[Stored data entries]
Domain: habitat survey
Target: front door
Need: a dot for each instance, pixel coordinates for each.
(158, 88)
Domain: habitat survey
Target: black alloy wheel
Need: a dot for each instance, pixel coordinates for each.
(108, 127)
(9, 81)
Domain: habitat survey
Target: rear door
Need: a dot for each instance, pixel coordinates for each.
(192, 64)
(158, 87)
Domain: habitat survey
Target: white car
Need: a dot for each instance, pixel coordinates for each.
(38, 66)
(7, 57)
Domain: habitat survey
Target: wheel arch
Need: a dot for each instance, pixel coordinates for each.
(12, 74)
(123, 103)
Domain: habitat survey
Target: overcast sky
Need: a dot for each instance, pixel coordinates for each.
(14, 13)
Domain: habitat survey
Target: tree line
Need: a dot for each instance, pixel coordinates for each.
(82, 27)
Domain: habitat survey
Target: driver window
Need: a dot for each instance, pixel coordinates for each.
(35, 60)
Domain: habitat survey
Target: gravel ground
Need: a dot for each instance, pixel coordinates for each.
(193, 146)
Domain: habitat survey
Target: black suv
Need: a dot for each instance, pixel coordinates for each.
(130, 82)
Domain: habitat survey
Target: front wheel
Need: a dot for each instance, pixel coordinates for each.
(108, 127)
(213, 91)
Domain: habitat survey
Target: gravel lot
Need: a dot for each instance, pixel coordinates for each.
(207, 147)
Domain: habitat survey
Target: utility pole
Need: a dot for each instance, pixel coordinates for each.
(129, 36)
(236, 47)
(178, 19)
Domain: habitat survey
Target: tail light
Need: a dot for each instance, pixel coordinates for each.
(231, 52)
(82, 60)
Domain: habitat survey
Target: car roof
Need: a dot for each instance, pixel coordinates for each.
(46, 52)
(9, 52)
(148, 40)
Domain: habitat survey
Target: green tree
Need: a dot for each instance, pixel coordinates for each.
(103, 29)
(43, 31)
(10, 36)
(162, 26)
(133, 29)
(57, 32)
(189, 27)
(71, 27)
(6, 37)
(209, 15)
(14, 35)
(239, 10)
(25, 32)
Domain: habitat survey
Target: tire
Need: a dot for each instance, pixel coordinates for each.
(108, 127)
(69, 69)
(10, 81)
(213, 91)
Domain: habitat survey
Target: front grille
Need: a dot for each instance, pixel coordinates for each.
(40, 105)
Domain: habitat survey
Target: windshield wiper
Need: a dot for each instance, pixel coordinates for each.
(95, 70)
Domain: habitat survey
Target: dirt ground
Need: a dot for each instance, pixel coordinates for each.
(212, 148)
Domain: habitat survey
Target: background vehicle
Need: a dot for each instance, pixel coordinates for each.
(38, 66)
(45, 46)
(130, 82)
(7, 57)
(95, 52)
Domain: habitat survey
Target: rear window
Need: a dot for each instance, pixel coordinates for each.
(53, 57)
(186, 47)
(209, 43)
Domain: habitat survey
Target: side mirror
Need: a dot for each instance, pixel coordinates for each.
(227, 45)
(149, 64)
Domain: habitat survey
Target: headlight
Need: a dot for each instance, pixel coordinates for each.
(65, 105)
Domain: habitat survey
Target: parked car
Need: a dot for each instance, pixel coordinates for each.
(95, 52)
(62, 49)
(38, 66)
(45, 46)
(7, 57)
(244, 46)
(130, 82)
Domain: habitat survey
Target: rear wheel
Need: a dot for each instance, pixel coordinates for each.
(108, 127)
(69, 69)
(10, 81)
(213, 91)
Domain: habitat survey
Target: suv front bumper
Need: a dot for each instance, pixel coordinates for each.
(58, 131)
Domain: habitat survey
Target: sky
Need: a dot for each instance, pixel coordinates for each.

## HOW TO COMPLETE THIS TASK
In this exercise, repeat the entries above verbatim.

## TASK RESPONSE
Domain: habitat survey
Target: front door
Need: a dot for each instance, pixel coordinates for each.
(158, 88)
Domain: habitat survey
Target: black alloy wheel
Need: a dot for each instance, pixel coordinates for each.
(108, 127)
(9, 81)
Domain: habitat survey
Target: rear door
Need: a dot for each instance, pixel coordinates for each.
(192, 64)
(158, 87)
Domain: habitat survey
Target: white car
Need: a dot for each instance, pixel coordinates for each.
(38, 66)
(7, 57)
Domain: habitat survey
Target: wheel arch
Need: a dot for each instance, pixel coordinates for each.
(12, 74)
(123, 103)
Domain: habitat survey
Target: overcast sky
Need: a dot for each instance, pixel coordinates for each.
(14, 13)
Domain: habitat survey
Target: tree line
Need: a dot for each instance, pixel coordinates for each.
(82, 27)
Domain: habitat survey
Target: driver window
Need: a dot for each instance, pixel coordinates for each.
(35, 60)
Domain: habitat survey
Target: gravel ground
Need: a dot for each instance, pixel coordinates for each.
(193, 146)
Domain: habitat survey
Target: black suv
Need: a dot for each instance, pixel coordinates for each.
(130, 82)
Domain: habitat survey
Target: front wheel
Need: a dot for each instance, pixel coordinates for each.
(108, 127)
(213, 91)
Domain: habitat survey
Target: gravel lot
Need: a dot for each instance, pixel coordinates for each.
(207, 147)
Domain: habitat survey
Target: utility pole
Need: a dot for each instance, pixel coordinates for each.
(129, 36)
(236, 47)
(178, 19)
Domain: habitat survey
Target: tail light
Need: a dot for each instance, pixel coordinates for each.
(231, 52)
(82, 60)
Domain: habitat survey
Target: car roof
Need: a dot for each instance, pixel coordinates for each.
(46, 52)
(9, 52)
(148, 40)
Domain: habitat survey
Target: green tree
Need: a dot for each instance, pixel coordinates for each.
(103, 29)
(43, 31)
(10, 36)
(162, 26)
(133, 29)
(57, 32)
(189, 27)
(71, 27)
(6, 37)
(209, 15)
(14, 35)
(239, 10)
(25, 32)
Domain: habitat survey
Target: tire
Need: a dot for each instance, pixel coordinates for each.
(108, 127)
(69, 69)
(10, 81)
(213, 91)
Domain: habitat survey
Target: front grille
Need: a dot for each instance, pixel coordinates for each.
(40, 105)
Domain: habitat survey
Target: windshield wiper
Need: a dot for each instance, pixel coordinates for each.
(95, 70)
Domain: habitat survey
Target: dirt ground
Need: a dot for each instance, pixel coordinates for each.
(212, 148)
Domain: habitat survey
Target: background vehicle
Need: a dot for each instance, pixel coordinates for each.
(38, 66)
(45, 46)
(130, 82)
(7, 57)
(95, 52)
Domain: habitat survey
Target: rear window
Need: a dot for each instance, pixel coordinates for each.
(53, 57)
(186, 47)
(209, 43)
Domain: habitat survey
Target: side mirror
Need: a dot for each instance, pixel coordinates for each.
(227, 45)
(149, 64)
Domain: habitat survey
Target: headlight
Need: a dot for each instance, pixel coordinates for each.
(65, 105)
Domain: habitat survey
Target: parked car
Need: a dot for each instance, pixel coordinates for each.
(95, 52)
(62, 49)
(38, 66)
(45, 46)
(7, 57)
(244, 46)
(130, 82)
Domain: habitat survey
Target: rear wheel
Need: a dot for each instance, pixel coordinates for each.
(108, 127)
(69, 69)
(10, 81)
(213, 91)
Domain: habitat survey
Target: suv front bumper
Need: a dot for each instance, pixel coordinates for each.
(58, 131)
Domain: habitat survey
Target: sky
Need: a dot for each instance, pixel coordinates for each.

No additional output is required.